::: 页面

BERT模型的两种部署方式flask和fastapi

1.flask 部署

这里用训练完的 BERT-biLSTM+CRF 模型对 text 解码部分如下，功能函数是跟 flask 和 fastapi 没关系的。比较容易出错的地方：

如果不用 DataLoader, 就要对 model 输入进行 .unsqueeze(0) 来构建 batch_size 这个维度
如果用 DataLoader，就跟训练时的验证部分差不多，就不多少了。

下面就是公共的功能部分代码：

 import json
import torch
import torch.nn as nn
from torchcrf import CRF
import uvicorn
from fastapi import FastAPI, Request
from flask import Flask, jsonify, request
from transformers import AutoTokenizer, AutoModel, AutoConfig
 
 
class BertNer(nn.Module):
    def __init__(self, model_name, max_seq_len, num_labels=131):
        super(BertNer, self).__init__()
        self.bert = AutoModel.from_pretrained(model_name)
        self.bert_config = AutoConfig.from_pretrained(model_name)

::::::

练习任务: 把上面讲 BERT 模型用 flask 和 fastapi 部署的页面接着写下去，从它的最后一行之后开始。

::: 所给材料

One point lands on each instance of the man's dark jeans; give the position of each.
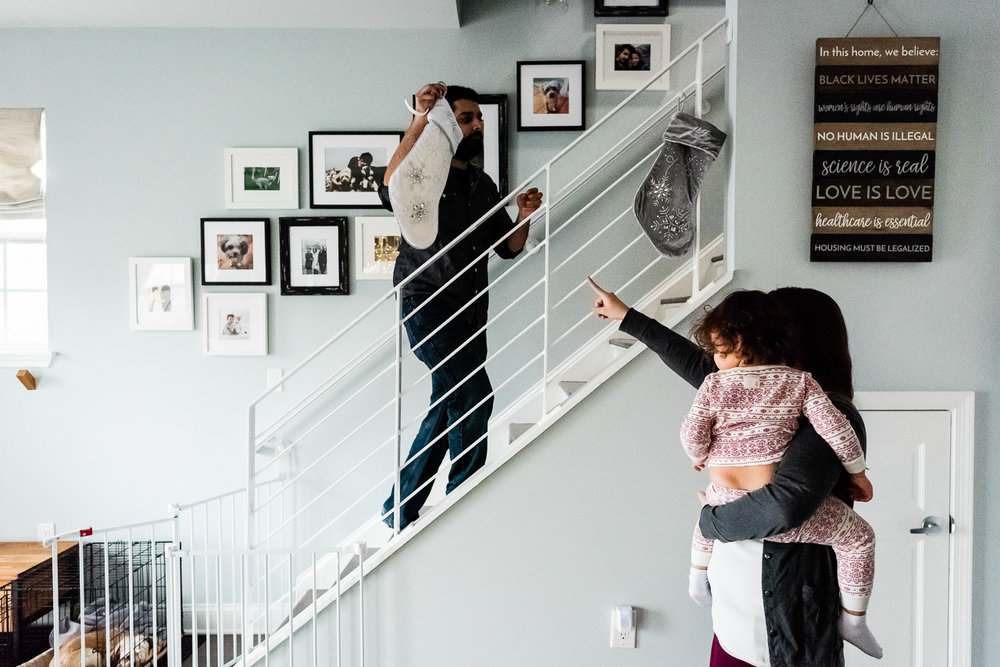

::::::

参考答案:
        self.lstm_hidden = 128
        self.max_seq_len = max_seq_len
        self.bilstm = nn.LSTM(self.bert_config.hidden_size, self.lstm_hidden,
                              num_layers=1, bidirectional=True, batch_first=True,
                              )
        self.dropout = nn.Dropout(0.1)
        self.linear = nn.Linear(self.lstm_hidden*2, num_labels)
        self.crf = CRF(num_labels, batch_first=True)
 
 
    def decode(self, input_ids, attention_mask):
        bert_output = self.bert(input_ids, attention_mask)
        seq_out = bert_output[0] #bs, seq_len, hidden_dim
        batch_size = seq_out.size(0)
        seq_out, _ = self.bilstm(seq_out) #bs, seq_len, lstm_hidden*2
        seq_out = seq_out.view(batch_size, self.max_seq_len, -1)
        seq_out = self.linear(self.dropout(seq_out))
 
        logits = self.crf.decode(seq_out, mask=attention_mask.bool())
 
        return logits
 
def test_fn(model, tokenizer, text, id2label, max_len, device):
    model.eval()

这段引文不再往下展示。